__INSTRUCTIONS FOR THE TASK__. Please extract the rows from the line containing "of the handwritten" through the end of the rows, and reproduce them word for word, with both ends included.

───── RECORDS FOR THIS TASK ─────

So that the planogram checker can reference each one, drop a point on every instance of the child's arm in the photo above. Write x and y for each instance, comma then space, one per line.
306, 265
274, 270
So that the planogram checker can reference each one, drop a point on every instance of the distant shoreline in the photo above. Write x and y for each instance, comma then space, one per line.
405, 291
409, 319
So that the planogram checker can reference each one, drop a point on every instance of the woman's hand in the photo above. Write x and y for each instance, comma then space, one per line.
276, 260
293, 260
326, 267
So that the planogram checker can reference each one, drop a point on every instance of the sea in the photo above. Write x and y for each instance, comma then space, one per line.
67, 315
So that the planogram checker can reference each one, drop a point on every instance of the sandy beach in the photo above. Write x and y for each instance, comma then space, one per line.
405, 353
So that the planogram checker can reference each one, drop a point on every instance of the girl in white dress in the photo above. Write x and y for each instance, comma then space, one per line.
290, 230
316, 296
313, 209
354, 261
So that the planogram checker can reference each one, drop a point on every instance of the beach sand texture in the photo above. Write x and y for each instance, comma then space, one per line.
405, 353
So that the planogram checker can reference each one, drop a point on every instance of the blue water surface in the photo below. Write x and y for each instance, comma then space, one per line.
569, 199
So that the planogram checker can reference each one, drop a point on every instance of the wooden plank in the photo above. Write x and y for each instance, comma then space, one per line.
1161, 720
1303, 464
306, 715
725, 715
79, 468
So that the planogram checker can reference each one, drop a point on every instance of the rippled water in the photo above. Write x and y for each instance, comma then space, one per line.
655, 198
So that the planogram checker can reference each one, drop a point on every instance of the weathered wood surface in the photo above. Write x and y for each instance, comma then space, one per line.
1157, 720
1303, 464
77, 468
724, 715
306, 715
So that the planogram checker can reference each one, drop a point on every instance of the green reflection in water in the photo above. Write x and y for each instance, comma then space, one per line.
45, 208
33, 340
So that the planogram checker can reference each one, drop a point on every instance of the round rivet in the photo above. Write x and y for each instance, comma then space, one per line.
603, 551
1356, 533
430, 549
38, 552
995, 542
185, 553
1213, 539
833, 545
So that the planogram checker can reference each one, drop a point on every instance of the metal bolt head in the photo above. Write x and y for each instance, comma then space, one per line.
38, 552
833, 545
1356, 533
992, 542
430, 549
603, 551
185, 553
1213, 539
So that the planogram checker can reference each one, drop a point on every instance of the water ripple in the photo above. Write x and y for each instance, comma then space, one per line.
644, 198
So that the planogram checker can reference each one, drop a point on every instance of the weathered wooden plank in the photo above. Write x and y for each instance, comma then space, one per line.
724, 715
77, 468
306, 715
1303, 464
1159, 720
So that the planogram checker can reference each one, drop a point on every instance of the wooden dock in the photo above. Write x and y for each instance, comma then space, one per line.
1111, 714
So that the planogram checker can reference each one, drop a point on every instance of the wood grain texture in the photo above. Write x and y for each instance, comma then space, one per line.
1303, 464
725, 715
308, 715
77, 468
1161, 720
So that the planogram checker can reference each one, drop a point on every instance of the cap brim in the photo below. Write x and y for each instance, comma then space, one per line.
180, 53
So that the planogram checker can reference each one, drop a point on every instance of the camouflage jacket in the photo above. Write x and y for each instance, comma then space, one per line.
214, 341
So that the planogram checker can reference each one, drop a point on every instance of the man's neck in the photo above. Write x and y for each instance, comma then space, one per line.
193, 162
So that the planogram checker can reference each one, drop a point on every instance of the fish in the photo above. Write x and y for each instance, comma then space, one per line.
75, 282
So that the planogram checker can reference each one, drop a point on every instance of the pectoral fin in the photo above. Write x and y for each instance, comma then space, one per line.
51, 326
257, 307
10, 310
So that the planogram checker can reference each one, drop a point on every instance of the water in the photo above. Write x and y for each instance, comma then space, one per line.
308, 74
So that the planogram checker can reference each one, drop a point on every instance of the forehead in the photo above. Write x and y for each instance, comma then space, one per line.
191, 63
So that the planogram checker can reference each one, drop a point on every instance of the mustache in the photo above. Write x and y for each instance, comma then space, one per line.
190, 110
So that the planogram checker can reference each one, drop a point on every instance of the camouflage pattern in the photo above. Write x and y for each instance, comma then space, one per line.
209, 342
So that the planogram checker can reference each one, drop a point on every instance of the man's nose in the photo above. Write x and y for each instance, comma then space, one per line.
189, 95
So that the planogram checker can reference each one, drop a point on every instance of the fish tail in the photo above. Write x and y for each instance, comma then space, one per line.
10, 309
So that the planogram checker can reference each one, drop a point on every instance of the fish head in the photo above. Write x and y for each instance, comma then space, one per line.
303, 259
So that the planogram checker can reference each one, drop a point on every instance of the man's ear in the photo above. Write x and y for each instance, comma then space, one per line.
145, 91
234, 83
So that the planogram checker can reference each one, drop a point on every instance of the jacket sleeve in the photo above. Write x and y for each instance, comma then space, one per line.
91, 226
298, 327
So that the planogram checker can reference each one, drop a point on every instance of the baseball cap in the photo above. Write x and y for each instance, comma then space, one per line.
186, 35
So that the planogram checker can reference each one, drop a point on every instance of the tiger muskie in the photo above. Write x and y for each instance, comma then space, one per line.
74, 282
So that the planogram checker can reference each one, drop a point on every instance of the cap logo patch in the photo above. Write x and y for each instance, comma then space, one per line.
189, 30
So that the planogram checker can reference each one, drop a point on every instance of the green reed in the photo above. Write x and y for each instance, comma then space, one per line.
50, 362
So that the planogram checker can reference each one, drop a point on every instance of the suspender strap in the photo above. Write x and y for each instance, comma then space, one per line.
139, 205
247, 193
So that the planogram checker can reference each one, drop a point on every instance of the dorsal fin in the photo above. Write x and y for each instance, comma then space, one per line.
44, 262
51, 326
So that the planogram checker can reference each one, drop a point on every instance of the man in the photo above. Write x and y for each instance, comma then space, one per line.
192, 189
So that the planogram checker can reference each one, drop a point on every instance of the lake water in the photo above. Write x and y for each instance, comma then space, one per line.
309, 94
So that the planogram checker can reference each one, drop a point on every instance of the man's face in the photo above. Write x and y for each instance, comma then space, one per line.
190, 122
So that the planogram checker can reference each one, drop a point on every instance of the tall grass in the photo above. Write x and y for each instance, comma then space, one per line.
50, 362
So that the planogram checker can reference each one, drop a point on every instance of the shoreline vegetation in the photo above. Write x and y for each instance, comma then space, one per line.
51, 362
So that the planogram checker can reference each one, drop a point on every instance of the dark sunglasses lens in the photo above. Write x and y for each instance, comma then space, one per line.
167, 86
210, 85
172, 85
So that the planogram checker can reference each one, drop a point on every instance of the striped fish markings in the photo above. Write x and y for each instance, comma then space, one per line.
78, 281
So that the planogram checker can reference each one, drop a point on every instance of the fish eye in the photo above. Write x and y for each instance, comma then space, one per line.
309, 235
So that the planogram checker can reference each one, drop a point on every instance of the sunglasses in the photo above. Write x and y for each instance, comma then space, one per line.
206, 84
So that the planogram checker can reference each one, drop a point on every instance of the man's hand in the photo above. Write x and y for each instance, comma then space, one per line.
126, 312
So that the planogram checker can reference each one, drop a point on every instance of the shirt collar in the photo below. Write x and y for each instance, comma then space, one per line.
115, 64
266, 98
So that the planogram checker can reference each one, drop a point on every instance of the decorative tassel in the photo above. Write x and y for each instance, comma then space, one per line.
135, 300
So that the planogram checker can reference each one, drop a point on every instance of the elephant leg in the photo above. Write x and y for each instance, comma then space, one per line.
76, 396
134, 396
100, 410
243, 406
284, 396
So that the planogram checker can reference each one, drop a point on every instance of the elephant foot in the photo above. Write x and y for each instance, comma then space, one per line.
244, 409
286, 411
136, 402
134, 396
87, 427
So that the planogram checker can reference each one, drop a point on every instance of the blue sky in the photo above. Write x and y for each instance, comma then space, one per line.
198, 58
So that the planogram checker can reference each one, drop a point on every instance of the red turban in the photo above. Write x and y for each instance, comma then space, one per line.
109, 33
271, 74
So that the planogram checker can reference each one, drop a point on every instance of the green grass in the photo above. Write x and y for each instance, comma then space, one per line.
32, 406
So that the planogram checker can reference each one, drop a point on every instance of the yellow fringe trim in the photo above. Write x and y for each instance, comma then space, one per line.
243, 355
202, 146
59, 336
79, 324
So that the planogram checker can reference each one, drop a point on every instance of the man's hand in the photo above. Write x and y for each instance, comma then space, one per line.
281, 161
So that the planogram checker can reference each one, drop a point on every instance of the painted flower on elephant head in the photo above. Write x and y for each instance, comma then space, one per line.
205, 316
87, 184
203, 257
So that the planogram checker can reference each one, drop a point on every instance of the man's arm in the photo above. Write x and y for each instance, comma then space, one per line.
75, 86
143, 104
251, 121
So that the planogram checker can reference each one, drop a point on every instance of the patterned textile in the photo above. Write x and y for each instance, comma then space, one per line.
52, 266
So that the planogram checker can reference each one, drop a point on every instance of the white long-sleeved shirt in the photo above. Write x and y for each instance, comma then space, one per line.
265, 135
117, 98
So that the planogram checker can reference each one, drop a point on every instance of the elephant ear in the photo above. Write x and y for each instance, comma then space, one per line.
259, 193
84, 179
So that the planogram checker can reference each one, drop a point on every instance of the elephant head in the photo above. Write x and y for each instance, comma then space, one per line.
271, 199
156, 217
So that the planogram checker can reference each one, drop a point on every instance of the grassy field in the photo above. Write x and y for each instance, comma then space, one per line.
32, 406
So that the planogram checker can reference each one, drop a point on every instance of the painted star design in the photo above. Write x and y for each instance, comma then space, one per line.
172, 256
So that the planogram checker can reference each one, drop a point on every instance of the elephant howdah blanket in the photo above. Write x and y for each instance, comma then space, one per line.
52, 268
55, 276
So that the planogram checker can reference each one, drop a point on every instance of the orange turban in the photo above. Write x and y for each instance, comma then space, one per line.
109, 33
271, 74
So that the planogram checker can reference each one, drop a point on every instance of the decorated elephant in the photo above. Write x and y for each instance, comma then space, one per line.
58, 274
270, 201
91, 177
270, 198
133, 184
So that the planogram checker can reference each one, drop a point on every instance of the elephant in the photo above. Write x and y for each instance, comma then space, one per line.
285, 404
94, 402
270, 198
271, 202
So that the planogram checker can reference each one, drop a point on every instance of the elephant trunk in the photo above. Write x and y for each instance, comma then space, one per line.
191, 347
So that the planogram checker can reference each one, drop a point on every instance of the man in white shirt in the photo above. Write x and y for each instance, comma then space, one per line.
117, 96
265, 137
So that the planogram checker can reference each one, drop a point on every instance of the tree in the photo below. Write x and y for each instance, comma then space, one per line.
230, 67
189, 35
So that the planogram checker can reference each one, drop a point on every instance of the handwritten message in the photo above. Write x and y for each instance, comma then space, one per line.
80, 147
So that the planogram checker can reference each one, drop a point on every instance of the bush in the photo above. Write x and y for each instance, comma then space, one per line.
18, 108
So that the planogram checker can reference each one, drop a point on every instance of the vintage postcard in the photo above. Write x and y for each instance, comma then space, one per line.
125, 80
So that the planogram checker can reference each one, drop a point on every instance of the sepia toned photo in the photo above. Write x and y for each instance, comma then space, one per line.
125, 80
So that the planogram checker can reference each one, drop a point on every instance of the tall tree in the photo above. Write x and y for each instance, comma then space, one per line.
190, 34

─────

__FINAL RESULT__.
So that the planogram checker can reference each one, drop a point on every instance of the handwritten message in the photo above. Write x and y for each instance, comma then space, one per line.
80, 147
So that the planogram checker can reference each one, drop a point on every instance of the bush in the photo above. Write x and y for each instance, comma then space, one per line.
18, 108
So that the planogram checker can reference each one, drop a point on every instance of the vintage postcard in the photo above. Write x and y for each instance, comma then space, one per line.
125, 80
So that the planogram checker can reference each one, drop a point on every instance of the sepia toned photo in the photo above. Write x and y for each instance, comma then space, one per line.
125, 80
So that the planogram checker can reference each one, drop a point on every instance of the tall tree in the photo above. Write x and y for each instance, comma then space, one per line.
190, 34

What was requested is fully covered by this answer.